Your instructions :: Look below for the line with "Rules: place one point on every instance of the display", and from there restate every line word for word until the entries end.

(Labeled-object pointing entries)
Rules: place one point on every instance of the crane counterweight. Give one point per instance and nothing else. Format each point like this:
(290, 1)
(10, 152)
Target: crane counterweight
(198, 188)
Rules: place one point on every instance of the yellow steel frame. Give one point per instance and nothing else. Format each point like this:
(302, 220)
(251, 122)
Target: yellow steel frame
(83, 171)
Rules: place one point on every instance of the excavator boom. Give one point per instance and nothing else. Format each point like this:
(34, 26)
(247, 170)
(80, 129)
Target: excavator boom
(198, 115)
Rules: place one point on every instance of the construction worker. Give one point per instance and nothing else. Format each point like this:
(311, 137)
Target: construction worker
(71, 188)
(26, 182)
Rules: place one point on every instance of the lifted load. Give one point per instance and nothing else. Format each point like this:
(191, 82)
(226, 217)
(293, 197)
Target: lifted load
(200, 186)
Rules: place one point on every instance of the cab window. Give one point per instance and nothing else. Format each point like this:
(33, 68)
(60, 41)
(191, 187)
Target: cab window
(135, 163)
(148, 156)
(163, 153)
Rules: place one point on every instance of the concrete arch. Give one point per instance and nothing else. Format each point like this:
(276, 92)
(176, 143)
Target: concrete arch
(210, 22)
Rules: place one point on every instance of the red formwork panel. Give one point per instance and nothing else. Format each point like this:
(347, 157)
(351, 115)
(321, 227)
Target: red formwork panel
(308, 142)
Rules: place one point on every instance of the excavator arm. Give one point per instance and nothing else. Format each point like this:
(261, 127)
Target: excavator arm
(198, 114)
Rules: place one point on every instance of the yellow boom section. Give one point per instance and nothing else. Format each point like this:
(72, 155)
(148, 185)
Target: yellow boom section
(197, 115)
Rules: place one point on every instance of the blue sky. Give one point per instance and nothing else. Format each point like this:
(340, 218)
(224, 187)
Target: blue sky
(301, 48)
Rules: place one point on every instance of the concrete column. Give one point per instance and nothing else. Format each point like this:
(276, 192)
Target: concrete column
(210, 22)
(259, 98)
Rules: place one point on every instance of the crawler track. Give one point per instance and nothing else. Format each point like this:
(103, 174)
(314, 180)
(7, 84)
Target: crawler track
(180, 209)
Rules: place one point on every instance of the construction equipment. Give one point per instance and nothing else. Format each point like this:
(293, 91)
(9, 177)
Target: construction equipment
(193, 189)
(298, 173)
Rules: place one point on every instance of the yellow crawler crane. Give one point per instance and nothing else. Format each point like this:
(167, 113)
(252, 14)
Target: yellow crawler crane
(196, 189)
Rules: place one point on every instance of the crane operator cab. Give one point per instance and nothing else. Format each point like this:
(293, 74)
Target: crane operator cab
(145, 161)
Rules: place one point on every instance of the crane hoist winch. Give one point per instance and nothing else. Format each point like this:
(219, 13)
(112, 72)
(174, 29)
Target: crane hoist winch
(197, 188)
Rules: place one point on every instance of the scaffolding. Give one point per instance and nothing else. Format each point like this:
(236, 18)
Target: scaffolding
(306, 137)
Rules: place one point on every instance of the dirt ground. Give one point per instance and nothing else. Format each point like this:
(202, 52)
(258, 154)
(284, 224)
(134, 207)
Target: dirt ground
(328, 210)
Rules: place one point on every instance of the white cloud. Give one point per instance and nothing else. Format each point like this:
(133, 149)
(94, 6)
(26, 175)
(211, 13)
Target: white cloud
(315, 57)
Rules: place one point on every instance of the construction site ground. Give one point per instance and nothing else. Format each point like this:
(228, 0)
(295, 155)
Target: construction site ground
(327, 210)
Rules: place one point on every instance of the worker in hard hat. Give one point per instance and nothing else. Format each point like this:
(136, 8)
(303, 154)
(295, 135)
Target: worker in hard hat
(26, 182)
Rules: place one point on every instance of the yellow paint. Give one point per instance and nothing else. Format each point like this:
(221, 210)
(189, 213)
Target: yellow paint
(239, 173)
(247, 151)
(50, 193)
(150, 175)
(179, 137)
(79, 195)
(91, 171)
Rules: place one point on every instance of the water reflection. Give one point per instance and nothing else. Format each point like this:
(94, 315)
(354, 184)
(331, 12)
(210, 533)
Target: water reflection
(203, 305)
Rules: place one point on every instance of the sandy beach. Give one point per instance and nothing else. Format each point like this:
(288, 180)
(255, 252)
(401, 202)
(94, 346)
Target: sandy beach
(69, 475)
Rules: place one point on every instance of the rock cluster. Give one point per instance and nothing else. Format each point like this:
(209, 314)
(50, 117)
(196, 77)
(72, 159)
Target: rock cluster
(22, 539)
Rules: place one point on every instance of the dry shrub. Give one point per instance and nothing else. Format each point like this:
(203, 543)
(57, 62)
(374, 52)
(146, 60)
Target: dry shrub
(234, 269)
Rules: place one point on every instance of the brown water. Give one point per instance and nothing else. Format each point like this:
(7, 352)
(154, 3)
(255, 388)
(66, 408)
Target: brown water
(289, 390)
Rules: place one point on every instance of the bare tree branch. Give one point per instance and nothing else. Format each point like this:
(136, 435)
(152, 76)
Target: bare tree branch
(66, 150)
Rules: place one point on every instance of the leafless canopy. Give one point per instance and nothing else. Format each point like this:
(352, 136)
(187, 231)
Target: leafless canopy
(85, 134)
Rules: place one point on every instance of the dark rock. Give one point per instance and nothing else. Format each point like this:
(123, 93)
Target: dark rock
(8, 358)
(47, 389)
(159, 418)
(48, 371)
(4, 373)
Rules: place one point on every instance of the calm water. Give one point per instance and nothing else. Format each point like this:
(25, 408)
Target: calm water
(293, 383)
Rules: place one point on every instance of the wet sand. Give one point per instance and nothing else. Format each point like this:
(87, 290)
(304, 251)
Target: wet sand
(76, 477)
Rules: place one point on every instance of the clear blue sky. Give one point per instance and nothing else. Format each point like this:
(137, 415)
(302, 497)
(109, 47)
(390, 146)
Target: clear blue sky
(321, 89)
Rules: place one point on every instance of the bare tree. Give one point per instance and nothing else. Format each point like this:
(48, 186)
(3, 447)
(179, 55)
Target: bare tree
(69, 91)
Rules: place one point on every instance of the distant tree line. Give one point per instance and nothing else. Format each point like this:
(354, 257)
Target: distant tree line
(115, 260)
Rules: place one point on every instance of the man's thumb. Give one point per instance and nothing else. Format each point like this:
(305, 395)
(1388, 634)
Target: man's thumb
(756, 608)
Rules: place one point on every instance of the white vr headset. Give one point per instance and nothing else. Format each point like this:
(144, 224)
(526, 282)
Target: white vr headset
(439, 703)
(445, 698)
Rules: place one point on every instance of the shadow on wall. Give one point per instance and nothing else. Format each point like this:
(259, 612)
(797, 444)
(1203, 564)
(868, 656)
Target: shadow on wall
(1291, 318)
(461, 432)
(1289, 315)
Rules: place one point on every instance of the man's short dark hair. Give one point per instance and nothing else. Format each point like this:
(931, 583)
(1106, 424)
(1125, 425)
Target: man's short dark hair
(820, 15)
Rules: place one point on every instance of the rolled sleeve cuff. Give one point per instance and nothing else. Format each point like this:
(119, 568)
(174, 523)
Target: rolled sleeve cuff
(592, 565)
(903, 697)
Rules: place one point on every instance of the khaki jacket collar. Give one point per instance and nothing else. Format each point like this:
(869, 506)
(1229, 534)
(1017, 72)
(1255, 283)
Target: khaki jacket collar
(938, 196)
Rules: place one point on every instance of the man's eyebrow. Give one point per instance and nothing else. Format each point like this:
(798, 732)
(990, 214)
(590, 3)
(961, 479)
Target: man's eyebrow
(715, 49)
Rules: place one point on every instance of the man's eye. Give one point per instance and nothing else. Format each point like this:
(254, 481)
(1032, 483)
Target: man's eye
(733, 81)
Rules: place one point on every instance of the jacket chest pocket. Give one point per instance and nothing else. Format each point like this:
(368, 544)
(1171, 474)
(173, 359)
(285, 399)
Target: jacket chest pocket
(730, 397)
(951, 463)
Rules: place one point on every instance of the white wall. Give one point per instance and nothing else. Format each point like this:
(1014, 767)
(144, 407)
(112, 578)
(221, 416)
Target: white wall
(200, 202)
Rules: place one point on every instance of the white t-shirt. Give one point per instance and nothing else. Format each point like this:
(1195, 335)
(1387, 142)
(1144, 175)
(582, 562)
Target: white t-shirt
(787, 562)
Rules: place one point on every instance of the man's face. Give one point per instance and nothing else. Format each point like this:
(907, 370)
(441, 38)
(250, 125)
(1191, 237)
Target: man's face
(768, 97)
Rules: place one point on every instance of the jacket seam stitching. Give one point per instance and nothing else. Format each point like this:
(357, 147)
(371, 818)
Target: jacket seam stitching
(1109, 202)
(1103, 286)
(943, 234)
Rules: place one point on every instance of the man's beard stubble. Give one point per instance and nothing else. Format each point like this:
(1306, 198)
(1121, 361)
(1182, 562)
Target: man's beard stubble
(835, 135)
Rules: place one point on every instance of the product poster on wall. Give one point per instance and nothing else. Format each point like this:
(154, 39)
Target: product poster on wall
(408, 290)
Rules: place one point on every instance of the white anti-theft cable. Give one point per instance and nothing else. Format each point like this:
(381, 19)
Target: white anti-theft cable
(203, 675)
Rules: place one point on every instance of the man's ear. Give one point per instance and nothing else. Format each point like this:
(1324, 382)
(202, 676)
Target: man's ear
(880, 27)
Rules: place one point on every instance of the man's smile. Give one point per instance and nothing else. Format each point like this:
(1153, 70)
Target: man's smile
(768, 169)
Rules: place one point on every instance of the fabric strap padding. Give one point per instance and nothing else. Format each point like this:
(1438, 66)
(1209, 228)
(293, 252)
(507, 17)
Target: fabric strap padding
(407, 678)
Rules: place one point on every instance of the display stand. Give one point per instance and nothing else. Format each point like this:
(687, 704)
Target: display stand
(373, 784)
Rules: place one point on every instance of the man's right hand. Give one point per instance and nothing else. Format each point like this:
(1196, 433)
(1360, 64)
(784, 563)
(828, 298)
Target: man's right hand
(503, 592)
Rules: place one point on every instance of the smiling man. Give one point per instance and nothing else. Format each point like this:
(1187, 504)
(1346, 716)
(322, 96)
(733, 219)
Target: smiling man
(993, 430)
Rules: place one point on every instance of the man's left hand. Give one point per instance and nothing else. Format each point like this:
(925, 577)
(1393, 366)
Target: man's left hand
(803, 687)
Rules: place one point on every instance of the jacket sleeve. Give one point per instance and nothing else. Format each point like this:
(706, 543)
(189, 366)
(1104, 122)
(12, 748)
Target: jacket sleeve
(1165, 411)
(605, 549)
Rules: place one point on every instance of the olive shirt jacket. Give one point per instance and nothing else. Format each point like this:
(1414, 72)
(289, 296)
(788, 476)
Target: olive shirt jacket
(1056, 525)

Expected answer ::
Rules: place one point on every instance of the display stand. Give one point per instance and nothing else. Format each point like this:
(687, 704)
Target: display stand
(373, 784)
Rules: place one point on every instance of the man's right hand. Give one point per instance and nothing else. Format each point like this:
(1196, 433)
(1360, 64)
(784, 563)
(828, 298)
Target: man's right hand
(503, 592)
Rules: place one point on every instance of the smiling man. Give one point per instance and nothing else. Format each point like this:
(1187, 504)
(1346, 716)
(322, 96)
(733, 219)
Target: smiling man
(993, 430)
Rules: place one point on every instance of the man's left hand. Give one point per instance and nothing else. Format each point like this:
(925, 577)
(1393, 366)
Target: man's left hand
(803, 687)
Rules: place one point on every instance of the jacket sleeve. Give one point per instance and nothing else. Format each point like this:
(706, 543)
(189, 366)
(1104, 122)
(12, 748)
Target: jacket sleeve
(1165, 411)
(605, 549)
Rules: place one point on every instance of the olive shirt jacket. Give one point per instance and nothing else. Format each point like this:
(1414, 72)
(289, 296)
(788, 476)
Target: olive shirt jacket
(1056, 525)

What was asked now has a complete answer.